TASKS:
1. Answer these questions from the beanless coffee article, one per line:
(a) Which trend do analysts link to the expected growth of the alternative-coffee market?
(b) How is decaf made?
(c) Which side effects can people still experience after drinking decaf?
2. Transcribe part of the beanless coffee article. Begin at the words "SisaWeek — Reporter" and stop after the words "truly caffeine-free alternatives.".
═══ PASSAGE SHOWN ═══
The Rise of Beanless Coffee: How Alternative Coffee Can Save You Money and the Environment

Daniel Kim | 2026.04.09

    As the healthy pleasure trend spreads, analysts expect the alternative-coffee market to grow after decaf. / Image created by generative AI
  As the healthy pleasure trend spreads, analysts expect the alternative-coffee market to grow after decaf. / Image created by generative AI

SisaWeek — Reporter Kim Ji-young As decaf becomes a standard option, fully caffeine-free alternative coffees are starting to steal the spotlight.

With wellness-first living fueling a \"healthy pleasure\" vibe, decaf is now easy to find at most cafés. But decaf—made by removing the bulk of caffeine from green beans before roasting—still contains some caffeine. That means people can still experience side effects like sleeplessness or heart palpitations after drinking it. Those concerns are helping drive interest in truly caffeine-free alternatives.
═══ ENTRIES SUPPLIED ═══
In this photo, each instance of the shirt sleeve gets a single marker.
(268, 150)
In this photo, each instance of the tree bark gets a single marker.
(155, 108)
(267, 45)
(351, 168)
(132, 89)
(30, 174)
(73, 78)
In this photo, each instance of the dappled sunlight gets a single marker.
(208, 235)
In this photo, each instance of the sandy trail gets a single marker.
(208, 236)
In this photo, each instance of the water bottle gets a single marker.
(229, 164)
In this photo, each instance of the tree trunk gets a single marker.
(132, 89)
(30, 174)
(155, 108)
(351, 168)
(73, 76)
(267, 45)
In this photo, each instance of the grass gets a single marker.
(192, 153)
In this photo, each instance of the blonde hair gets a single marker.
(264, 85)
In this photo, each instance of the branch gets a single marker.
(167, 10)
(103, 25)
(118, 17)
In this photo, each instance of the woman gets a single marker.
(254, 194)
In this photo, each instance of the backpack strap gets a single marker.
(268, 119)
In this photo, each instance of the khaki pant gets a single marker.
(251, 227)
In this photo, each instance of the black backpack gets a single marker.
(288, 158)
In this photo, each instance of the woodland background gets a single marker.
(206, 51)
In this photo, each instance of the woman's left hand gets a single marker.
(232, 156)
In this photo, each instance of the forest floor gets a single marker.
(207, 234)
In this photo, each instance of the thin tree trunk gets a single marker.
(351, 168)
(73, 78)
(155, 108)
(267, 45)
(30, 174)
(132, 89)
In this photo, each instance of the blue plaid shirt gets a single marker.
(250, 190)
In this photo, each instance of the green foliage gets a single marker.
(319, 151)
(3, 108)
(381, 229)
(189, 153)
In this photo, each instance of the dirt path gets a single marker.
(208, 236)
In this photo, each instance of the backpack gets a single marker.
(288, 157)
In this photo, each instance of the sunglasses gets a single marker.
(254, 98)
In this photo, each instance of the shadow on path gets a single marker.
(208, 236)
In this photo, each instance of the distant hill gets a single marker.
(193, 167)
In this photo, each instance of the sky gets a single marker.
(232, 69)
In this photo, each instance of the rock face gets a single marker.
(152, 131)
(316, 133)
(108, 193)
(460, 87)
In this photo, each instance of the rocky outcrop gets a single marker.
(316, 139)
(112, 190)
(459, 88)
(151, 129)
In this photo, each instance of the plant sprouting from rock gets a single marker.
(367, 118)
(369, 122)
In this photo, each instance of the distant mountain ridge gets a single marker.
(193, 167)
═══
WRITTEN ANSWERS:
1.
(a) The healthy pleasure trend.
(b) By removing the bulk of caffeine from green beans before roasting.
(c) Sleeplessness or heart palpitations.

2.
SisaWeek — Reporter Kim Ji-young As decaf becomes a standard option, fully caffeine-free alternative coffees are starting to steal the spotlight.

With wellness-first living fueling a \"healthy pleasure\" vibe, decaf is now easy to find at most cafés. But decaf—made by removing the bulk of caffeine from green beans before roasting—still contains some caffeine. That means people can still experience side effects like sleeplessness or heart palpitations after drinking it. Those concerns are helping drive interest in truly caffeine-free alternatives.